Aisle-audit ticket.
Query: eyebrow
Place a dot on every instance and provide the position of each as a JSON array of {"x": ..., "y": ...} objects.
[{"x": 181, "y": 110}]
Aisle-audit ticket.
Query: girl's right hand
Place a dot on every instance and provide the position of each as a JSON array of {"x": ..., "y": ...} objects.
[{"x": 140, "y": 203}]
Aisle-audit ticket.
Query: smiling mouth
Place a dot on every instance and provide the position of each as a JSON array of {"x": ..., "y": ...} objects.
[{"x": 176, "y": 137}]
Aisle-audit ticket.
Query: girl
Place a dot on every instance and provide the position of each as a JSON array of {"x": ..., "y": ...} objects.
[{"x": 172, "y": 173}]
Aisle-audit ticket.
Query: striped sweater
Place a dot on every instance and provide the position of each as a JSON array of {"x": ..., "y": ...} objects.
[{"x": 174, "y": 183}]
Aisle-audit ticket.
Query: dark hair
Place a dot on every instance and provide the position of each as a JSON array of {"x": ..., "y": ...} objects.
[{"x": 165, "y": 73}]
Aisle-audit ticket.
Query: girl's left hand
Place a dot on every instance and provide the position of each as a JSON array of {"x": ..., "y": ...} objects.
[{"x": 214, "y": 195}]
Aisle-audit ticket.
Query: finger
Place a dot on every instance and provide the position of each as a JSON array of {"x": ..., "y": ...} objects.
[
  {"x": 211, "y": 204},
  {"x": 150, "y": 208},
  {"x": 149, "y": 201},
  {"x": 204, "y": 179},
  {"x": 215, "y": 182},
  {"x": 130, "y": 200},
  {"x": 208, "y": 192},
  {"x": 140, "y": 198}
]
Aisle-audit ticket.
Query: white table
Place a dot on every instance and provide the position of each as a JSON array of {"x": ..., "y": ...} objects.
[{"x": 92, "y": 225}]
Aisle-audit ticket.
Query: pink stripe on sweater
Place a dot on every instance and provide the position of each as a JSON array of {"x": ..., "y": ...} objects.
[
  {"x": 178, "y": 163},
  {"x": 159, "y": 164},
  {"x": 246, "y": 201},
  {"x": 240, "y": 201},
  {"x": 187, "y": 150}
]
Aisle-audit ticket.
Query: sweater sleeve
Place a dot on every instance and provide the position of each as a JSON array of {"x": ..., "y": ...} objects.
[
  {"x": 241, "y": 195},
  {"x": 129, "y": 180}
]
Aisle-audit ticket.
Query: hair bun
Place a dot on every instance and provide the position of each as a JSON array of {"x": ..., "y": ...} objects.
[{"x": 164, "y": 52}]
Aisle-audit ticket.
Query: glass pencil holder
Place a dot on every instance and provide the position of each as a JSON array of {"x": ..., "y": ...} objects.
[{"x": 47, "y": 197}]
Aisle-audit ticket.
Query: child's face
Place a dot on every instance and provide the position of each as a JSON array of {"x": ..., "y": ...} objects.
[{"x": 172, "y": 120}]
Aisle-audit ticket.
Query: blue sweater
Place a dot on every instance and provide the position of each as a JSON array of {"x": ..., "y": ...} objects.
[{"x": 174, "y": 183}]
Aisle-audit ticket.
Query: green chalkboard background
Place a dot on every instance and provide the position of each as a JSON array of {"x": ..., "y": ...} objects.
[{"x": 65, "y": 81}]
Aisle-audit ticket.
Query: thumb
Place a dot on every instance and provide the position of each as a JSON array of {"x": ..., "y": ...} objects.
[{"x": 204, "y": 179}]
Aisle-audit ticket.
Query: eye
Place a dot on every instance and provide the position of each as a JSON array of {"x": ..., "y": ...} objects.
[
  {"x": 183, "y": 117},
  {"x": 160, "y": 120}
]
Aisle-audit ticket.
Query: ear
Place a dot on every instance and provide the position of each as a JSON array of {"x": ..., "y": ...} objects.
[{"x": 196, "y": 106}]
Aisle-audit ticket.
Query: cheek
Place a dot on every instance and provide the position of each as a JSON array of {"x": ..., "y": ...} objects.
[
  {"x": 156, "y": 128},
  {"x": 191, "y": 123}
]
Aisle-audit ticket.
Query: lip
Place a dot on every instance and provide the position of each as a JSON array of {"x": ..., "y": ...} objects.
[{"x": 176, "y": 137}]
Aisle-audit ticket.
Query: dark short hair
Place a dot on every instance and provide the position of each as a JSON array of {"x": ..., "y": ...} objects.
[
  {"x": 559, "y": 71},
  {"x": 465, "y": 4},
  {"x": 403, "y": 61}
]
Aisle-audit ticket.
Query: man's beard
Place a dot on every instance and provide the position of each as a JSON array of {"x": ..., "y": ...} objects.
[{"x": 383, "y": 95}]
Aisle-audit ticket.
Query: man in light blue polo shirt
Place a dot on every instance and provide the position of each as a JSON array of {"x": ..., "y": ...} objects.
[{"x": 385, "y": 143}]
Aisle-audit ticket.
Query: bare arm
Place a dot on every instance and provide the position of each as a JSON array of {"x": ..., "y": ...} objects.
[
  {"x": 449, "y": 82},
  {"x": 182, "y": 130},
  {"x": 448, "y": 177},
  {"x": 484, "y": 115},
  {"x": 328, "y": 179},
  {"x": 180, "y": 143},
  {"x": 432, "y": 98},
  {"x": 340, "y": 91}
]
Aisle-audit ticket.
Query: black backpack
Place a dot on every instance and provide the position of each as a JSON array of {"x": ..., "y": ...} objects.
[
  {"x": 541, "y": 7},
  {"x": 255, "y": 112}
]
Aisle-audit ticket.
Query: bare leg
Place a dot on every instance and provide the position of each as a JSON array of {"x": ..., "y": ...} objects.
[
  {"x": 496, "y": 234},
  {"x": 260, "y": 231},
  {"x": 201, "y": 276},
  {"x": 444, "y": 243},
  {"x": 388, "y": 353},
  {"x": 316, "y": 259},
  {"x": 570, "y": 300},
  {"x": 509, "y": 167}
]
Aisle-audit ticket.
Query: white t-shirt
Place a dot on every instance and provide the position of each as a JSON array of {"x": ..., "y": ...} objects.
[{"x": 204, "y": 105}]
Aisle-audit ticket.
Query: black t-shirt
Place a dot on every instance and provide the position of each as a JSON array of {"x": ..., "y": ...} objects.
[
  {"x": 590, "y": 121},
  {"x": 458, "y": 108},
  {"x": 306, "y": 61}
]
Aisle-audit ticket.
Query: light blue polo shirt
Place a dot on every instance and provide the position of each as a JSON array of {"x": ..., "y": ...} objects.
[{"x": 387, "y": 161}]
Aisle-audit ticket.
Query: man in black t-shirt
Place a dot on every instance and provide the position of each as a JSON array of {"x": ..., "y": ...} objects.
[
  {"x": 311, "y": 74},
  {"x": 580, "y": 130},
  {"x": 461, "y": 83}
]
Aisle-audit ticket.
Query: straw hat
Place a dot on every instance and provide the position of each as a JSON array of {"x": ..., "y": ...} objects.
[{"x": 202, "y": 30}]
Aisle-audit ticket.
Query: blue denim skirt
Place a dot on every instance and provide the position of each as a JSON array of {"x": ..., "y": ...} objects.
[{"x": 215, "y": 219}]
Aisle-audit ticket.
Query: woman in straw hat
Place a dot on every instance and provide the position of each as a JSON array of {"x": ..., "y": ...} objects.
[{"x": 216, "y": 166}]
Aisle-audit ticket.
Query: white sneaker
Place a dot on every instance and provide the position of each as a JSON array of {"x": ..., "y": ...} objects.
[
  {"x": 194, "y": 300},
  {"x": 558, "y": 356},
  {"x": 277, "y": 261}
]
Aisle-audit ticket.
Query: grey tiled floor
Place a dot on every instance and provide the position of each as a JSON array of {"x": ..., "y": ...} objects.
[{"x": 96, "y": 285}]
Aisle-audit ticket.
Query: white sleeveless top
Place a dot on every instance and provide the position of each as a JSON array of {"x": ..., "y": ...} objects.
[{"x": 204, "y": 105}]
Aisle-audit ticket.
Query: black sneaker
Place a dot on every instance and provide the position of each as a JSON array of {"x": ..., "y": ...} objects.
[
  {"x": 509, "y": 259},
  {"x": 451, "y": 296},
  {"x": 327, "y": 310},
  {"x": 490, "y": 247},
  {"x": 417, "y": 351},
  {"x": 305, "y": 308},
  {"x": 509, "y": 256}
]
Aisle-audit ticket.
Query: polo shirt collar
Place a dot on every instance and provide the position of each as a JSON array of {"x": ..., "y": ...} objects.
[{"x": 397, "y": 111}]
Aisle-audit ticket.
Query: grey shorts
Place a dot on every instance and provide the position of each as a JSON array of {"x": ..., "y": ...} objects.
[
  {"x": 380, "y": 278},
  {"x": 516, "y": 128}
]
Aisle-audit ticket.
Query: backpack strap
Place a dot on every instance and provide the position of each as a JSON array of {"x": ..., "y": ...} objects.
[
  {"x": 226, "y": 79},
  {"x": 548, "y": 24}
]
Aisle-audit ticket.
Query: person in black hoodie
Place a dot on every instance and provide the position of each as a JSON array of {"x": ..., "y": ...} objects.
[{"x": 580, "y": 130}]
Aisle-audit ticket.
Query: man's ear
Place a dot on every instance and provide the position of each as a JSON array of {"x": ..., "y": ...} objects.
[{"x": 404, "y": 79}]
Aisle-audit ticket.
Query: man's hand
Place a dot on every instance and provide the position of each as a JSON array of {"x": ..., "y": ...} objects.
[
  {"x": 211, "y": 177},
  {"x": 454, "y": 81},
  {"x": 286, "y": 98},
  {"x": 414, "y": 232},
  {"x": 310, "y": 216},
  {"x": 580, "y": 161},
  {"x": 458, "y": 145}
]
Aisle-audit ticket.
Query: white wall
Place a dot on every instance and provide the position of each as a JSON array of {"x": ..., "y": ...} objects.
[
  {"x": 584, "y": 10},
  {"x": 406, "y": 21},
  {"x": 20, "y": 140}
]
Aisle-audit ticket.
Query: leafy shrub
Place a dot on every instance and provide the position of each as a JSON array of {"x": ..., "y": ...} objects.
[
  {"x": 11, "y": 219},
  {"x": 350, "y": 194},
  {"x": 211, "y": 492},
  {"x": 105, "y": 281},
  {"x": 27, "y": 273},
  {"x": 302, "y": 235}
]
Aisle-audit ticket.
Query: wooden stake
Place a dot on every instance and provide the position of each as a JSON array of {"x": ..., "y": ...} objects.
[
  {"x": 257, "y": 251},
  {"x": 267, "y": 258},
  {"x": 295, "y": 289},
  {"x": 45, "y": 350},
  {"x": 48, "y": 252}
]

::::::

*Request:*
List every line in the records above that contains the word "girl". Case counts.

*Solution to this problem:*
Query: girl's right hand
Query: girl
Query: girl's left hand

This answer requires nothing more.